WHAT YOU SHOULD DO:
All lines of the records below that contain the word "surface" must be listed.

DATA SHOWN:
↓↓↓
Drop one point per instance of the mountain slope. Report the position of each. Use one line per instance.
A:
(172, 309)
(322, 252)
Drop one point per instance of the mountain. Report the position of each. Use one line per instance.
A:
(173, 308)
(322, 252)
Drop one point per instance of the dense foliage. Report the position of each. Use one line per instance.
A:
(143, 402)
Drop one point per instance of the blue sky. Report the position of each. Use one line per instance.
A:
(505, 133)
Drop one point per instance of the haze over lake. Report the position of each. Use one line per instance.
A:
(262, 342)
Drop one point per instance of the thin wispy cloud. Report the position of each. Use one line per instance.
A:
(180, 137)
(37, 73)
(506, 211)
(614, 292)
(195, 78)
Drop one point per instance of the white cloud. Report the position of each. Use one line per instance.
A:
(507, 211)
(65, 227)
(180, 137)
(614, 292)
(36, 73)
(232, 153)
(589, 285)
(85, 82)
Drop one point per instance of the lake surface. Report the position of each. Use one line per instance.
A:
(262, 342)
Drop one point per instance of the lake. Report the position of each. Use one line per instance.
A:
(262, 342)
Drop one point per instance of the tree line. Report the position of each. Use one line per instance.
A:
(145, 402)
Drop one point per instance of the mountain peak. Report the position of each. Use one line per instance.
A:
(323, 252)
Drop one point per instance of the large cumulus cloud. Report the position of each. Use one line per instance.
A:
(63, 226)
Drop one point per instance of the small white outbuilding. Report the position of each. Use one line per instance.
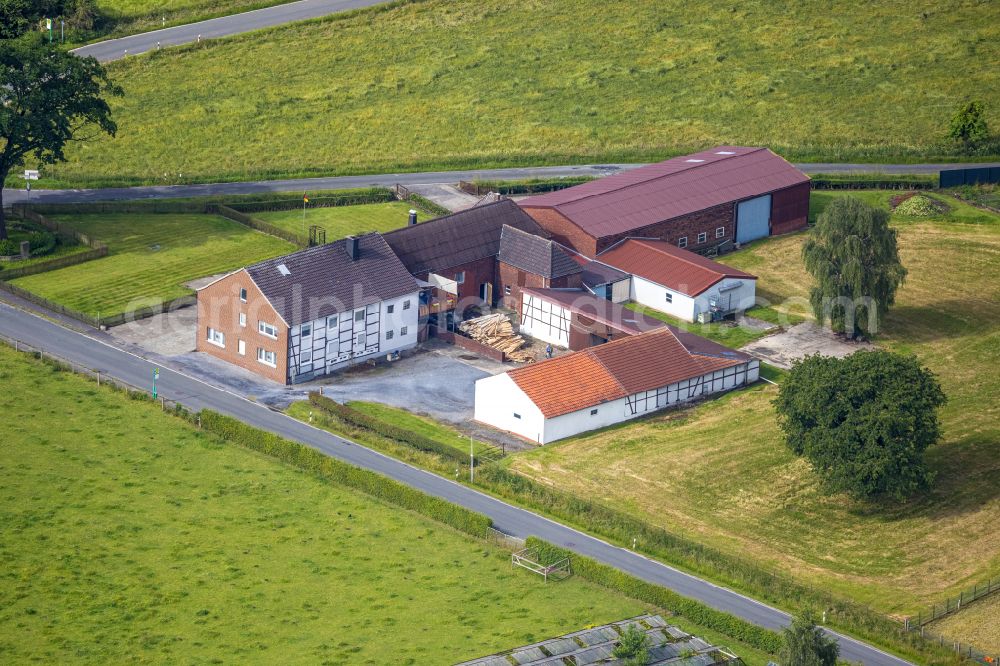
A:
(610, 383)
(681, 283)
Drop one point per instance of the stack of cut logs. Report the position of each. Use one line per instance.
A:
(495, 331)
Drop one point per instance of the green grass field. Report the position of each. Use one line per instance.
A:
(976, 624)
(150, 258)
(340, 221)
(721, 474)
(419, 86)
(154, 542)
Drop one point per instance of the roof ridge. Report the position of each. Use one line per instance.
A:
(723, 158)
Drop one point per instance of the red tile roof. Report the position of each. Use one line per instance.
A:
(679, 186)
(645, 362)
(668, 265)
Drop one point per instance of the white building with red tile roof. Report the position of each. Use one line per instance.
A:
(610, 383)
(678, 282)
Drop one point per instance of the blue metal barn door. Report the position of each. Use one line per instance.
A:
(753, 219)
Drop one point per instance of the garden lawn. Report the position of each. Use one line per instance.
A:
(721, 473)
(127, 535)
(150, 258)
(341, 221)
(420, 86)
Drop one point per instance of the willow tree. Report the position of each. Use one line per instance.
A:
(853, 257)
(48, 97)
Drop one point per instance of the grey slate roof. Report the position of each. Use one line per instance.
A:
(666, 645)
(459, 238)
(535, 254)
(324, 280)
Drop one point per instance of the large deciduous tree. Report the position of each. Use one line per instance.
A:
(48, 97)
(863, 421)
(807, 645)
(853, 257)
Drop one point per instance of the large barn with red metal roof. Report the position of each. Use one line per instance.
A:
(610, 383)
(708, 201)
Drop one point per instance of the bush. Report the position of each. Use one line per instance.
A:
(331, 469)
(629, 585)
(365, 422)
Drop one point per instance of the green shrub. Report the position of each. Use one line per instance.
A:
(697, 612)
(366, 481)
(365, 422)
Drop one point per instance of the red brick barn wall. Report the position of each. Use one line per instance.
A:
(690, 225)
(564, 231)
(219, 307)
(790, 209)
(515, 278)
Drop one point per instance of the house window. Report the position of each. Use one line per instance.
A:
(269, 330)
(266, 357)
(217, 338)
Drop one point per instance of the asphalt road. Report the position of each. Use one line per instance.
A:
(91, 351)
(113, 49)
(425, 178)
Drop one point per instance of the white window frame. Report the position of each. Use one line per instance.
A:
(262, 355)
(216, 337)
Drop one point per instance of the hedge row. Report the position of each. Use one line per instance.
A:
(627, 584)
(360, 420)
(342, 473)
(743, 574)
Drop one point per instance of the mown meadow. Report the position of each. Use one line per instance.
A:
(720, 473)
(128, 535)
(419, 85)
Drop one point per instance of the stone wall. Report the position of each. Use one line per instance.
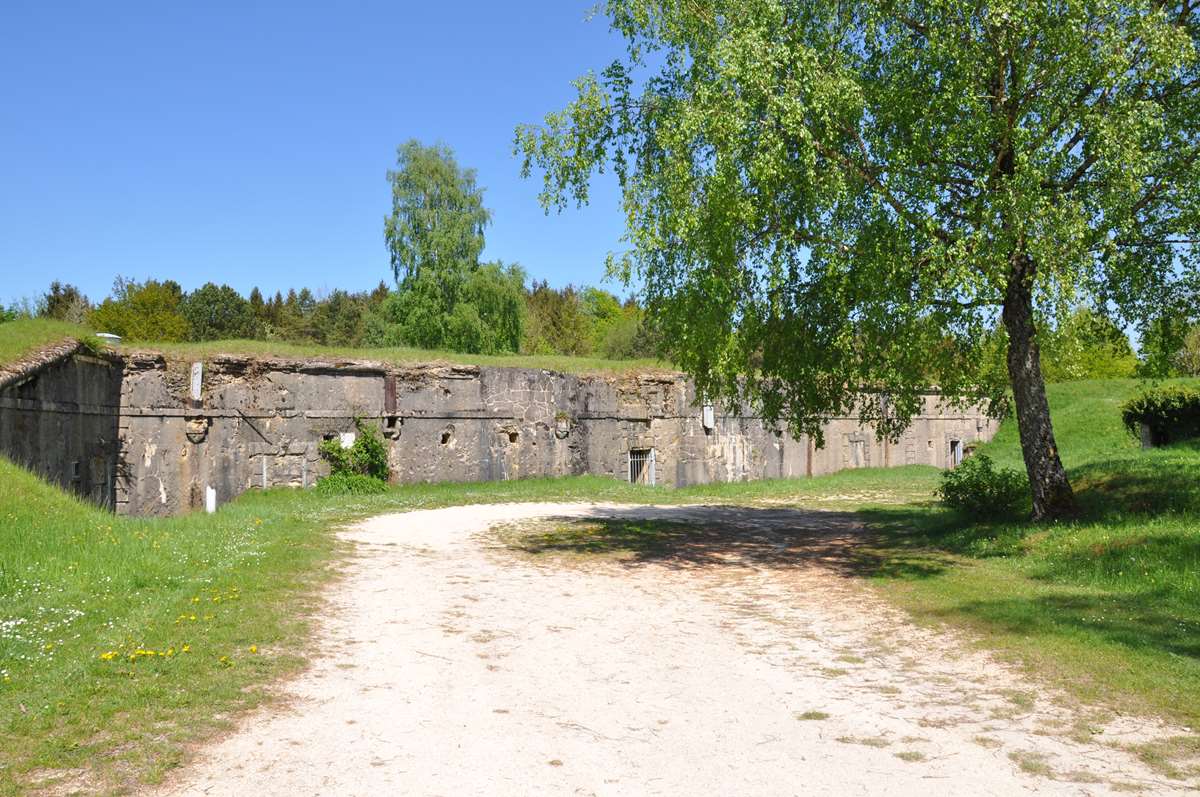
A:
(150, 436)
(59, 417)
(257, 423)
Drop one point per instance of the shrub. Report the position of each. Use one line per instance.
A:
(351, 484)
(366, 457)
(1173, 413)
(979, 487)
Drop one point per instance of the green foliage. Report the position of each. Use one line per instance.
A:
(367, 456)
(1086, 345)
(65, 303)
(982, 490)
(435, 234)
(217, 312)
(557, 322)
(822, 195)
(142, 311)
(1187, 358)
(1173, 413)
(436, 226)
(351, 484)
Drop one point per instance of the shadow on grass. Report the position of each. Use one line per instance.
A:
(1139, 621)
(1149, 483)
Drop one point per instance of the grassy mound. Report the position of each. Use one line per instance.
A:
(1107, 606)
(28, 335)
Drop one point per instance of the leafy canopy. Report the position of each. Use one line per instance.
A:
(437, 214)
(445, 298)
(826, 195)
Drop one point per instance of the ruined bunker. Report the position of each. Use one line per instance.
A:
(145, 435)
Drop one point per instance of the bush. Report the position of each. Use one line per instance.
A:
(366, 457)
(351, 484)
(1171, 413)
(981, 489)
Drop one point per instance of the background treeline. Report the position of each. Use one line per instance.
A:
(443, 295)
(583, 322)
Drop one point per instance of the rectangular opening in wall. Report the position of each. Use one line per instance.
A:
(641, 466)
(955, 454)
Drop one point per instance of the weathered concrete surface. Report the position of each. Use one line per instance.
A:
(130, 433)
(259, 423)
(59, 418)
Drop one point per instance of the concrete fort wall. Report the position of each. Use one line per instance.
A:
(258, 423)
(59, 417)
(145, 435)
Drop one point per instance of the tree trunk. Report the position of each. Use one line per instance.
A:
(1053, 497)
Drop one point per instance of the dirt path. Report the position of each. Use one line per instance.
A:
(745, 664)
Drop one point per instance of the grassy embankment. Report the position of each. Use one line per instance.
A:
(1107, 606)
(27, 335)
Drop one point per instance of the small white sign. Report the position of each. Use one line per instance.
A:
(197, 378)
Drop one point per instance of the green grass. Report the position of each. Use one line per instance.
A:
(28, 335)
(403, 355)
(83, 591)
(1107, 606)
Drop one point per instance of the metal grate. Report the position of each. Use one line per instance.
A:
(641, 466)
(955, 453)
↑↑↑
RESPONSE BELOW:
Drop one point per instance of the lake surface. Report the position of each. Use one line per instance.
Drop one point per instance of the weathered concrete surface. Report the position of each. Use one line per instance.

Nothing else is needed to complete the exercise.